What can I do about it?

I will keep asking, just keep writing, keep writing, keep writing with the same request hoping that he will eventually realise that it isn’t kind to either the kids or me to keep us separated from each other.

The only other option is to go back to the Judge and ask her to adjudicate again on the issue of these after school times. My husband must surely be expecting that I will have to do this; he can’t think that I wouldn’t want to keep asking to see them or that the kids won’t keep asking to see me?  It makes so much more sense though to just be sensible rather than going back to Court again. That would be distressing for all of us, but maybe not as distressing as the continuing absence of my children and I being able to spend time together. 

The thing is, my Bipolar is completely under control and has been ever since before the Court hearing started; I have repeatedly been given the all clear by my psychiatrist who says I am perfectly stable. So it’s not like I’m manic or hypomanic or severely depressed or alcoholic or abusive or anything else – I’m just a really decent, loving mum who wants to see her kids and, most of all, give them loads of love and hugs………..I’ve even told him that he can insist on making me have a psychiatric assessment of my mental health every 6-8 weeks if he needs any reassurance, so why’s he refusing to take me up on it?

His latest reasons are that I have been “turning up at the kids schools and this has distressed them.” What I have, in fact, been doing, is to attend every single school event that I can so that I get to look at the kids even if I can’t hug them or talk with them. So I go to all the school masses, services, sports events, coffee mornings, kids parties etc. I am fully legally entitled to go to these, so I’m not just “turning up”. Also the kids want me there at their sports matches, their masses, concerts etc. The only reason they are distressed is because they’re not seeing enough of me, not because I’m there!

· · · · ·

## Problem to solve
Carry on the account of a mother asking to see her children more often, starting right after its last sentence. The listing after this text comes from a separate source.

## Information shown
· · · · ·

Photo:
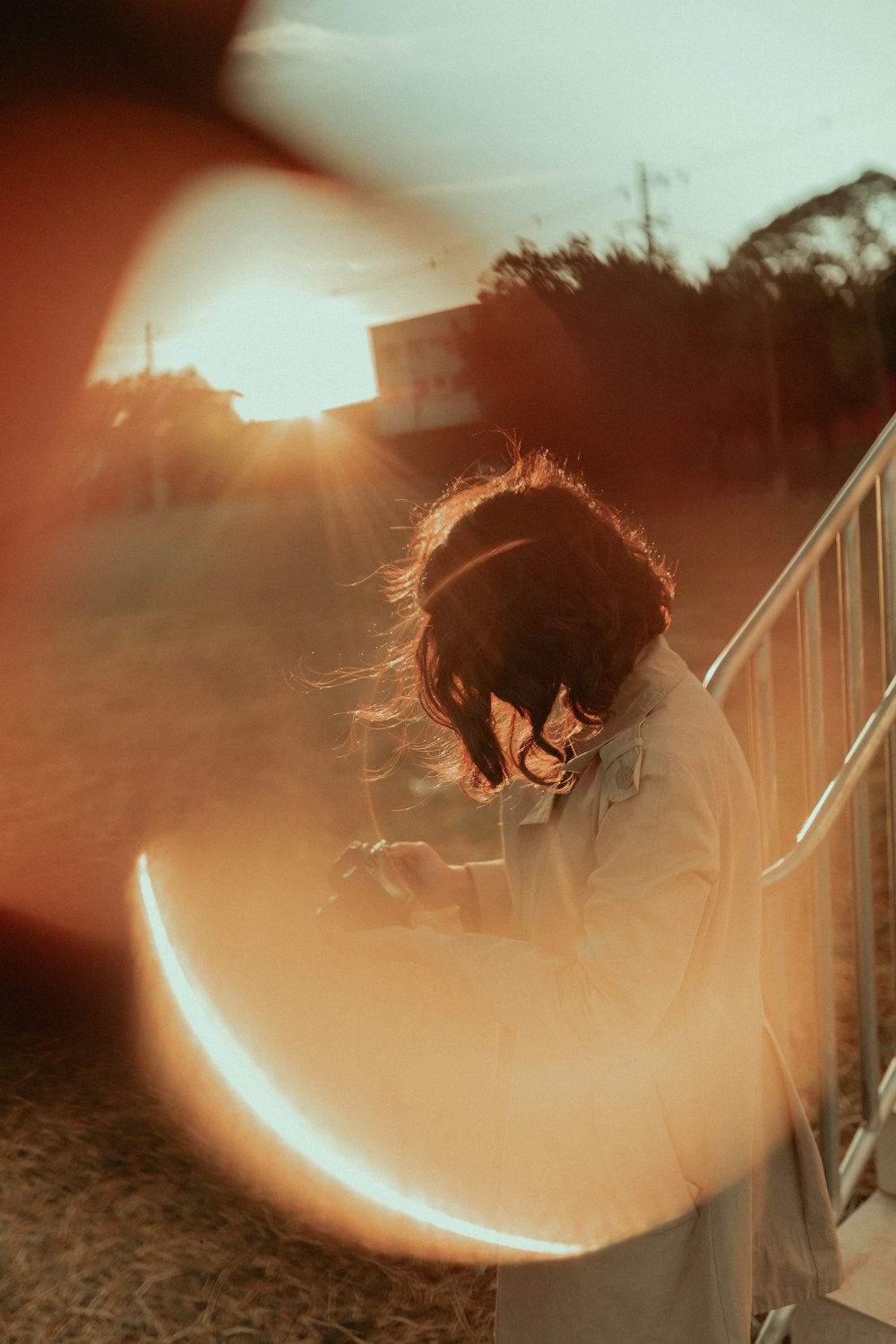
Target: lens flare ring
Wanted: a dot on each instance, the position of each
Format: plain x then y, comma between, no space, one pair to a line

· · · · ·

## Written response
He then cites the fact that on around 3-4 ocasions, I have dropped the children back between 15mins – 1 hour late on a Sunday night after my long drive back up to Kingston through Sunday afternoon, London-bound traffic. This is “proof” that I am unreliable and irresponsible……………..clearly.

So, I just have to keep asking. Most importantly, the kids keep asking me why they can’t see me more often and they ask me to ask him. So I do. And he says no. So I ask again. And he says no. When the children ask me why he says no, I simply have to say “I don’t know why, you’ll need to ask him yourself.” What else can I say?

My eldest daughter (frighteningly mature and perceptive for her age) said: “Mummy, you have to stand up to him. If you don’t, he’ll just keep treating you badly and ignoring you. If you let him get away with it, he’ll carry on doing it. You can’t let him carry on like this.”

Well, that may be the truth and I want to stand up to him for her and my sake. But just how do you stand up to a parent who is determined to put you down and stamp on you? I can only think that I have to be as level headed as possible and appeal to his legal/rational mind. So I keep writing to him.

Unfortunately, due to the incredibly strategic manner in which my husband ran his case (he’s the head of a litigation department, so he knows all the tactics), I have learnt to ensure that there’s a paper trail of correspondence so that he can’t claim that I haven’t requested time with the kids.  I send the emails with the “Read receipt” and “Delivery report” option so that he can’t say that he didn’t receive it (which he has said in the past about emails that he’s denied receiving). When he doesn’t answer, I just keep forwarding the email asking him to reply. If this goes back to Court then I will have all my requests documented that I have continually asked to see the kids and he is persistently refusing. By asking him to reply by email, he has to put his reasons down in writing. Which of course are then also documented so there is no way that he can argue that he didn’t give the reasons that he has, in fact, given. Our whole relationship has always been plagued with the “you said “x”" , “no I didn’t – I said “y”", “no you didn’t” etc. We even discussed this in our 2 and a half years at Relate: how can 2 people sharing a conversation remember totally different things about what was said, in what tone, with what expression etc? Even before we divorced, we agreed that we would write things down in emails to send to each other so that we had a record of what each of us had said in a vain hope of avoiding rows about who said what. Clearly it didn’t work, hence the divorce……..!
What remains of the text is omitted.